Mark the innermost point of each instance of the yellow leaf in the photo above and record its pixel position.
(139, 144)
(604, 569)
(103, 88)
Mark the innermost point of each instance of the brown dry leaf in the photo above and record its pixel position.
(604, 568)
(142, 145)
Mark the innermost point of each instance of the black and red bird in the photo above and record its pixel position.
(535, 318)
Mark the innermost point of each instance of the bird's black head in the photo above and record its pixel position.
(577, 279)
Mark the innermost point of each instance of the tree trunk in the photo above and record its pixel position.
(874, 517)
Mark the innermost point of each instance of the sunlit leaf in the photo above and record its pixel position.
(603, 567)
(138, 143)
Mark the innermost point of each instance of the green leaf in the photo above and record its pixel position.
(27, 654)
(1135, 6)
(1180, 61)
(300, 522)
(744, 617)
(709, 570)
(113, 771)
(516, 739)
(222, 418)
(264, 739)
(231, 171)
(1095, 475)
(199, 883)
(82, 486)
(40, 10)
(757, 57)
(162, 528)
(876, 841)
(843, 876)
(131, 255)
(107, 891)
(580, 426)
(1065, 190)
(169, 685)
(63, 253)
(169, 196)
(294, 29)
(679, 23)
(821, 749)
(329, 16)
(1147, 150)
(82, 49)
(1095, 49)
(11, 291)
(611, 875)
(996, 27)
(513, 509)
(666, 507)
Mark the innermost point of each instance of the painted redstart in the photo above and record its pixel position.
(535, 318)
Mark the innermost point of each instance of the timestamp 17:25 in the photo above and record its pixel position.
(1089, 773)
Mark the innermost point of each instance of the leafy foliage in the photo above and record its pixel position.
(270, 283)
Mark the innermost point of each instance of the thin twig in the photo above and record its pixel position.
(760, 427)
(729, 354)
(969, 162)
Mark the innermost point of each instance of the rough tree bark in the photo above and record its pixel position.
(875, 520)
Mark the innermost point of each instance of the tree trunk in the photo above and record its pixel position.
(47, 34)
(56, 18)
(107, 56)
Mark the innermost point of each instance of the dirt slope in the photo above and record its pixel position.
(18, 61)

== == ==

## Assignment
What this exercise asks for is the data above, retyped exactly.

## Answer to this exercise
Mark the innermost point of each instance of the yellow leaf in the photo above and record its pixel position.
(139, 144)
(604, 569)
(103, 88)
Mark the innermost point of each instance of the brown dry leaf in the photo above and record its pixel position.
(604, 568)
(142, 145)
Mark the innermost point of each instance of the black and red bird in the photo above and record its pixel position.
(535, 318)
Mark the innermost point of each instance of the bird's black head in the photo above and record its pixel position.
(577, 279)
Mark the innermost point of each instance of the tree trunk in the photo above and record its pixel position.
(874, 517)
Mark the innermost point of each instance of the sunlit leaf in the photo above and record its pixel position.
(603, 567)
(138, 143)
Mark the innermost point of each instance of the green leaf in the photo above and record its pixel position.
(27, 654)
(1135, 6)
(1180, 61)
(300, 522)
(744, 617)
(709, 570)
(113, 771)
(516, 739)
(222, 418)
(264, 739)
(231, 171)
(1095, 475)
(199, 883)
(82, 486)
(40, 10)
(757, 57)
(162, 528)
(876, 841)
(843, 876)
(131, 255)
(107, 891)
(580, 426)
(1065, 190)
(169, 685)
(63, 253)
(169, 196)
(294, 29)
(679, 23)
(821, 749)
(329, 16)
(1147, 150)
(82, 49)
(1095, 49)
(11, 291)
(611, 875)
(996, 27)
(513, 509)
(666, 507)
Mark the innermost point of each instance of the painted redstart in the photo above and record its pixel position.
(535, 318)
Mark the innermost point of each instance of the timestamp 17:25 in the photo above and record its pixel position.
(1089, 773)
Mark the innermost point of each instance of the leafy foliage in the photo above and record its pixel position.
(270, 283)
Mark the innermost point of each instance of the thin twig in the photo above and record its pixel position.
(760, 427)
(729, 354)
(969, 162)
Mark the innermost point of each instance of the rough tree bark in the photo above and record its pixel position.
(875, 520)
Mark the innermost point of each instance of the tree trunk in the photo above and record its pixel position.
(47, 34)
(56, 18)
(107, 56)
Mark the innermost point of each instance of the dirt slope in the photo above and record its pixel position.
(18, 61)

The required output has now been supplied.